> _REQUIRED ACTION_: In the post about Salman Rushdie's book Knife, retype the passage between "November 1, 2024" and "there is any.", inclusive, with no changes.

> _PAGE TEXT_:
━━━━━━━━

I have landed (and tout a book).

November 1, 2024 • 8:32 am

All day yesterday I was making my way back to Chicago from Ivins, Utah: first, a two-hour drive to Las Vegas, then a two-hour wait in the airport, with the flashing and music of slot machines IN THE WAITING AREA, and finally a four-hour flight back home. I am exhausted. Which is to say: posting will be very light today—if there is any.

But on the way home I read Salman Rushdie’s latest book, Knife: Meditations After An Attempted Murder, which came out in April. Click the screenshot below to go to the Amazon site. I have to say that the cover is wonderfully designed given the contents:

It’s a short (200-page) account of the attempted murder of Rushdie on August 12, 2022 by accused perp Hadi Matar, a Lebanese-American likely trying to fulfill the fatwa issued on Rushdie in 1989 by the Ayatollah Khomeini.  The Ayatollah considered Rushdie’s book The Satanic Verses as anti-Muslim blasphemy, and called for the author’s assassination. A $3 million bounty accompanied the fatwa. Rushdie went into hiding, but several people connected with the book were killed.

Finally, after 33 years, the fatwa was fulfilled when Matar ran at Rushdie as the author was about to address a Chautauqua, New York audience about the need for a “safe space” for politically demonized writers.  Matar apparently stabbed Rushdie 15 times in the neck, eye, chest, and hand, blinding him in one eye and rendering his left hand largely useless. For several days Rushdie hovered between life and death, but thanks to expert trauma care, he survived. His eye remains but its sightless, and his hand is only minimally useful. But, Rushdie avers, he was largely saved by the love of his (fifth) wife, the African-American poet Rachel Eliza Griffiths. In many ways the book is a paean to Griffiths, who was by his side the whole way, and the description of their mutual love is quite moving.

Rushdie, as you see from this book, is back in action, and on to another novel. I have read only one of his, but it was a corker: Midnight’s Children, which I picked up for a pittance in a used-book stall in New Delhi. I was mesmerized by the novel, which won not only a Booker Prize, but the “Booker of the Bookers“, an award for the 25th anniversary of the Prize. In other words, it was judged the best of the 25 Booker winners.  I’ve read a fair number of Booker-Prize winners, and think Rushdie’s award was well deserved. Midnight’s Children is a great classic, a magical-realism account centered on the partition of India in 1947. PLEASE read it if you haven’t.

Sad to say, that is the only novel of Rushdie’s I’ve read, and I must catch up. He’s written about 20 of them, apparently of varying quality, including an earlier autobiography called Joseph Anton, dealing with his post-fatwa journey. But I hear some of the novels are gems, and I must get to them.  He’s a likely future winner of the Nobel Prize for Literature, which I think has been delayed only because Stockholm fears Muslim backlash if Rushdie wins.

━━━━━━━━

> _DATA SECTION_:

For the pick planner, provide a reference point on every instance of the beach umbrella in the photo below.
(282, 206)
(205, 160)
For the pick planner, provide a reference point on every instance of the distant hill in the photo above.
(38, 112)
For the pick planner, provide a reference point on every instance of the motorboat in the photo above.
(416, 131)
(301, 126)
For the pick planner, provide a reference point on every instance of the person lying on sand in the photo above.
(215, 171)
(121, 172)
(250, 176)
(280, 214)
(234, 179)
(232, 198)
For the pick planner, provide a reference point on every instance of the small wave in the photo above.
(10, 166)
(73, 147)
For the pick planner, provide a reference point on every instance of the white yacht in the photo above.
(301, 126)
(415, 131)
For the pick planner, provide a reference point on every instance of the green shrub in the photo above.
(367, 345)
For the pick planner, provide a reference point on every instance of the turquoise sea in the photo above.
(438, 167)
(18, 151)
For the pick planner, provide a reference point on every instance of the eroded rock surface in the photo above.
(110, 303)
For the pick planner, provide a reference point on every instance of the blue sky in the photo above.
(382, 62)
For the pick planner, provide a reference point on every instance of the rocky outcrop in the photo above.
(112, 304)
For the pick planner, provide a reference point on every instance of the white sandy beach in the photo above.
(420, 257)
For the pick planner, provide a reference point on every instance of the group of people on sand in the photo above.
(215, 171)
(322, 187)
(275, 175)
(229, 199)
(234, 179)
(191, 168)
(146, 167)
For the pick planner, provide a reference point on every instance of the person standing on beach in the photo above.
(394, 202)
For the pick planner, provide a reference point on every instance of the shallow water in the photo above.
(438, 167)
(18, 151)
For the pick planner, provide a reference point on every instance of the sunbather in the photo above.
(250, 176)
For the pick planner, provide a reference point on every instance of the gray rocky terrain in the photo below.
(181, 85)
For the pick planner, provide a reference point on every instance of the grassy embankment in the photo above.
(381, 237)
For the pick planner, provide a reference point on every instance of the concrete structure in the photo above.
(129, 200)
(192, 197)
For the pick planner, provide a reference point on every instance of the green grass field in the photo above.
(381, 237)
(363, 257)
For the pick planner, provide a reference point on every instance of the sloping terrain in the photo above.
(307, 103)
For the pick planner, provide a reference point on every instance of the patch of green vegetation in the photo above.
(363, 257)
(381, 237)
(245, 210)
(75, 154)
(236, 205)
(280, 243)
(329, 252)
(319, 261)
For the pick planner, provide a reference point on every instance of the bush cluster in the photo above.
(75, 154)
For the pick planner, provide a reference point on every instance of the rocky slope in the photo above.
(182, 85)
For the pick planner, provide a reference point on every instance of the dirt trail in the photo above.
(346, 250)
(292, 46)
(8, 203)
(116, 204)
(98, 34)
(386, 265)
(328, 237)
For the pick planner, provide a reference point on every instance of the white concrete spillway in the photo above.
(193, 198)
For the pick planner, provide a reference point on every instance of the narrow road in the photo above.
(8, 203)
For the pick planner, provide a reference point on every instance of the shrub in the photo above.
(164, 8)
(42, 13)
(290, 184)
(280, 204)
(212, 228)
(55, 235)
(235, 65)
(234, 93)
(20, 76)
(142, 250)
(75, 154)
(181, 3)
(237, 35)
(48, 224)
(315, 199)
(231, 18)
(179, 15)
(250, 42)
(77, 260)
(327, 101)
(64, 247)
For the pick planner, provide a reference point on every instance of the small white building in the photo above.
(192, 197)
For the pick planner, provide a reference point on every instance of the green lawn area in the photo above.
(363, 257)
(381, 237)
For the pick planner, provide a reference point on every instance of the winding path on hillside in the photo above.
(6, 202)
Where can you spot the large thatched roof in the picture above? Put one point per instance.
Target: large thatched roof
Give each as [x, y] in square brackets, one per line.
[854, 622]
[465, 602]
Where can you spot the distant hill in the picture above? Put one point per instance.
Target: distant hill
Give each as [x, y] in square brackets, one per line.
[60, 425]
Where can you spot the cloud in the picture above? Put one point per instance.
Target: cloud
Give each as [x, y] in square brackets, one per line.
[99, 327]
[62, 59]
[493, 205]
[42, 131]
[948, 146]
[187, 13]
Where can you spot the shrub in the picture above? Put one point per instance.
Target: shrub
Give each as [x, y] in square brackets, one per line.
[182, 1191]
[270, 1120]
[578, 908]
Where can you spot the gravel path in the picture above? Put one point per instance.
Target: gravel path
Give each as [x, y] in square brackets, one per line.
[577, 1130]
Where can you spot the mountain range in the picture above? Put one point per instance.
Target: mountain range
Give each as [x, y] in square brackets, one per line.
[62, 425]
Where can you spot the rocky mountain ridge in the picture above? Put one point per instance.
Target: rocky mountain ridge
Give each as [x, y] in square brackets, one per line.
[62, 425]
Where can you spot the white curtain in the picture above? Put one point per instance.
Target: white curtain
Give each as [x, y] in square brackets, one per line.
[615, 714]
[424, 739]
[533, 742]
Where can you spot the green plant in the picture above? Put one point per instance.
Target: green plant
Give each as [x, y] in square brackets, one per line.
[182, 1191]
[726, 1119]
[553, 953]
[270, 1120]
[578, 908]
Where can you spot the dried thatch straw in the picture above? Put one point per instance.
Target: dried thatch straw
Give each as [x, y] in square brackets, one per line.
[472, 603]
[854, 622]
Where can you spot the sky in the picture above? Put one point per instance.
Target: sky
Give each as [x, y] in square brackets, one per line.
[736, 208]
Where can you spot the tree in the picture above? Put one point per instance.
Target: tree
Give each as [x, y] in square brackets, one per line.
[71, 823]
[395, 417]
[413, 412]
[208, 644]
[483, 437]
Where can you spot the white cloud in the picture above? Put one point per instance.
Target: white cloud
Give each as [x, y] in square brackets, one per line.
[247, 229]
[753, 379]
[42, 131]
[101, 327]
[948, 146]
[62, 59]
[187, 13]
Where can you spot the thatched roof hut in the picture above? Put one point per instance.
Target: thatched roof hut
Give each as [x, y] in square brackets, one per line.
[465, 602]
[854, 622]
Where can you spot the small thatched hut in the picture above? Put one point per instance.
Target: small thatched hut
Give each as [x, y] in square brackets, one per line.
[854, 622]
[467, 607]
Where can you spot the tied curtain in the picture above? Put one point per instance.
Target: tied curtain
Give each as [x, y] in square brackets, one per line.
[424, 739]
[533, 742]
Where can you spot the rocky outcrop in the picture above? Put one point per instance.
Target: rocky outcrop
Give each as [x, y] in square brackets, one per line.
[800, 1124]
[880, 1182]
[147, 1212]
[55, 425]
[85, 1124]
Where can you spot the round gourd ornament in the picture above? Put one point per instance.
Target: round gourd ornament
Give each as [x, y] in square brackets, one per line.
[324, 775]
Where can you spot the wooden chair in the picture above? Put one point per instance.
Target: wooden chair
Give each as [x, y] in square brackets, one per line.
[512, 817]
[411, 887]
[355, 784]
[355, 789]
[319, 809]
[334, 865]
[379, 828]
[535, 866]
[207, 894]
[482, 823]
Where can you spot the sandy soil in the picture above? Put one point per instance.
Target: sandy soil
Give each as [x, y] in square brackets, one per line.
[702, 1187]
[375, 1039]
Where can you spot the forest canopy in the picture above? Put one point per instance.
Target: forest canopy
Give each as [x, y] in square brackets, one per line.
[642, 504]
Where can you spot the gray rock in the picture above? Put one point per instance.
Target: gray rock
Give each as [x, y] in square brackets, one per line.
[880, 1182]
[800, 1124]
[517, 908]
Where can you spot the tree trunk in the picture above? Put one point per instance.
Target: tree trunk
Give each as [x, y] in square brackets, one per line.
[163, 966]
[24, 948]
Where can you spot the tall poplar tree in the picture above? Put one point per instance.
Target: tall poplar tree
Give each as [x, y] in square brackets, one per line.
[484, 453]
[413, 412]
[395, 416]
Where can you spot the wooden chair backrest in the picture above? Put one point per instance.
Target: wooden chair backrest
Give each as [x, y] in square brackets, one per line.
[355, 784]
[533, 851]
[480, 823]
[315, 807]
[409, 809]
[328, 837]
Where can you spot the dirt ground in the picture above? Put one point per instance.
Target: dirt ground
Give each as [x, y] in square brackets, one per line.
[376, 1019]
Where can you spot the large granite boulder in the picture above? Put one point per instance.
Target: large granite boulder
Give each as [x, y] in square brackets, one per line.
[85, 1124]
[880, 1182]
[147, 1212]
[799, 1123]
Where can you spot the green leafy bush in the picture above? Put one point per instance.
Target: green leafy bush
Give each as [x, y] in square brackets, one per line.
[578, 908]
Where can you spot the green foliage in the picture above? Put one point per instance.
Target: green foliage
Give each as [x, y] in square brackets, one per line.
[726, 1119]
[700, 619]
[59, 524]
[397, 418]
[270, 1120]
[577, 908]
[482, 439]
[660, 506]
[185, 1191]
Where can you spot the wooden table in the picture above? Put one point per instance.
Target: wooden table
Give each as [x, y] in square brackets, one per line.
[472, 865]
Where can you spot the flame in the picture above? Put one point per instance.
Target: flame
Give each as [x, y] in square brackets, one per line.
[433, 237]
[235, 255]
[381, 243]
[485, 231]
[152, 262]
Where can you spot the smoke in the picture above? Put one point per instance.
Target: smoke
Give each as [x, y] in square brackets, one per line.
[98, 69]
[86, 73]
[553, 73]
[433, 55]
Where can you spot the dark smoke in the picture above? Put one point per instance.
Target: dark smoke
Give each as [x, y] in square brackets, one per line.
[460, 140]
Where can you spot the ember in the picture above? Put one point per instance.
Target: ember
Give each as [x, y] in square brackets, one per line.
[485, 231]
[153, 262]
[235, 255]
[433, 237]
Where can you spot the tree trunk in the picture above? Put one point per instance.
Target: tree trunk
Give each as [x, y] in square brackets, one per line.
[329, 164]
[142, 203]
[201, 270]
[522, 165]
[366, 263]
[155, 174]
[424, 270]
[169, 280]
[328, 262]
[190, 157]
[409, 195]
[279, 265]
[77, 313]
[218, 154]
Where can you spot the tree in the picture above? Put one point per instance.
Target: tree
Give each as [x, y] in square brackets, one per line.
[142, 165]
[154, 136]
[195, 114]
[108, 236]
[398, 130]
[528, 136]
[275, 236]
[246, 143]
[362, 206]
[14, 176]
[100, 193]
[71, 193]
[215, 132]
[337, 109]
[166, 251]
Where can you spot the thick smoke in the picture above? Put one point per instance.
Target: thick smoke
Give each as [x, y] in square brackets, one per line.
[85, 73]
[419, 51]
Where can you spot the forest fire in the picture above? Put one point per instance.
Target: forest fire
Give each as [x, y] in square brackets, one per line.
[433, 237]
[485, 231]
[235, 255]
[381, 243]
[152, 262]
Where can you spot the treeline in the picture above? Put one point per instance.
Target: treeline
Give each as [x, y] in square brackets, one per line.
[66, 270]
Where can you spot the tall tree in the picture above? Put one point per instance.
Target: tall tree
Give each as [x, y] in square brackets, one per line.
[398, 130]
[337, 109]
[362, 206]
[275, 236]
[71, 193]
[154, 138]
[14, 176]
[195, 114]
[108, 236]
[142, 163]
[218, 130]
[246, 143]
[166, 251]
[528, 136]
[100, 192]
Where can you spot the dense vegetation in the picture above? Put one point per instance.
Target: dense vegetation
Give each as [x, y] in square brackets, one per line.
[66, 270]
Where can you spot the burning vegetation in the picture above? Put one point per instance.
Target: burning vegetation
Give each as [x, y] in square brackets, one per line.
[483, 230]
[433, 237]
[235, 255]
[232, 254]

━━━━━━━━

> _EXERCISE RESPONSE_:
November 1, 2024 • 8:32 am

All day yesterday I was making my way back to Chicago from Ivins, Utah: first, a two-hour drive to Las Vegas, then a two-hour wait in the airport, with the flashing and music of slot machines IN THE WAITING AREA, and finally a four-hour flight back home. I am exhausted. Which is to say: posting will be very light today—if there is any.